**AUSGEWÄHLTER TEXTABSCHNITT:**

* * *

Mar 24, 2011

Die Stadt und der Berg

Ich hatte mich lange gestäubt nach Potosí zu fahren, da ich Katastrophentourismus nicht mag. (Olli, ich habe immer noch deine schrecklichen Bilder deines Besuchs dort vor Augen.) Nun liegt Potosí aber auf dem Weg von Sucre zurück nach La Paz also bin ich da für eine Nacht geblieben.
Potosí war um 1625 eine der größten Städte der Welt, hatte mit ca. 160 000 Einwohnern mehr als zu der Zeit Madrid oder London, ja sogar Florenz. Und das nur wegen eines alten Vulkans, der sich auf ca. 4800 Meter erhebt - der Cerro Rico (reicher Berg). Dieser Berg war die ergiebigste Silberlagerstätte, die damals bekannt war und so hat man im rauen Klima des Altiplano am Fuße des Cerro Rico auf 4050 Metern Höhe Potosí gegründet.
Sonnabend Nachmittag bin ich in die Moneda gegangen. Moneda bedeutet Münzstätte, denn in diesem riesigen Haus wurde das Silber, dass man gefördert hat, direkt vor Ort in Münzen für den spanischen König geprägt. Die Muli-betriebenen Prägemaschinen von 1755 sind noch komplett erhalten, so wie auch alle anderen Anlagen. Außerdem gibt es eine riesige Mineraliensammlung, Mumien und vieles mehr zu sehen. Kurzum, das beeindruckendste Museum, in dem ich auf meiner Reise war.

* * *

**WAS ZU TUN IST:**
Schreiben Sie aus dem Text über Potosí den Wortlaut zwischen „Mar 24, 2011“ und „Höhe Potosí gegründet.“ genau ab, beide Stellen eingeschlossen.

* * *

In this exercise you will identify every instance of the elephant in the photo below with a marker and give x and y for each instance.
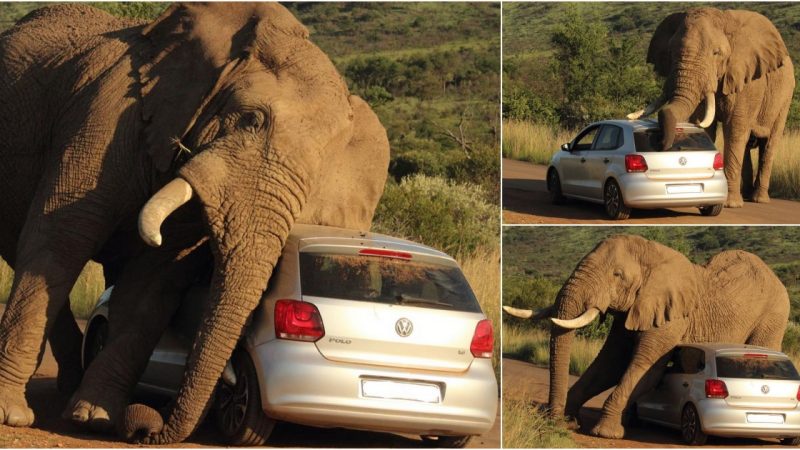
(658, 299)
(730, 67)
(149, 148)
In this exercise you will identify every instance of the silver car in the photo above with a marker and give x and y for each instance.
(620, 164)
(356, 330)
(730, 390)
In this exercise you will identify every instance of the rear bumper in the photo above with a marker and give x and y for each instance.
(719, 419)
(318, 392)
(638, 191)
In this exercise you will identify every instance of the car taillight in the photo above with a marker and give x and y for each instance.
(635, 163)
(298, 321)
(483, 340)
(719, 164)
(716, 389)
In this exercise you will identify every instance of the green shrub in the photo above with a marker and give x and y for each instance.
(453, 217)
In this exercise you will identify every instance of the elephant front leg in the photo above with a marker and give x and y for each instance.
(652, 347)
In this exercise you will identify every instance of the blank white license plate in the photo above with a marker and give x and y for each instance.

* * *

**IHRE ANTWORT:**
Mar 24, 2011

Die Stadt und der Berg

Ich hatte mich lange gestäubt nach Potosí zu fahren, da ich Katastrophentourismus nicht mag. (Olli, ich habe immer noch deine schrecklichen Bilder deines Besuchs dort vor Augen.) Nun liegt Potosí aber auf dem Weg von Sucre zurück nach La Paz also bin ich da für eine Nacht geblieben.
Potosí war um 1625 eine der größten Städte der Welt, hatte mit ca. 160 000 Einwohnern mehr als zu der Zeit Madrid oder London, ja sogar Florenz. Und das nur wegen eines alten Vulkans, der sich auf ca. 4800 Meter erhebt - der Cerro Rico (reicher Berg). Dieser Berg war die ergiebigste Silberlagerstätte, die damals bekannt war und so hat man im rauen Klima des Altiplano am Fuße des Cerro Rico auf 4050 Metern Höhe Potosí gegründet.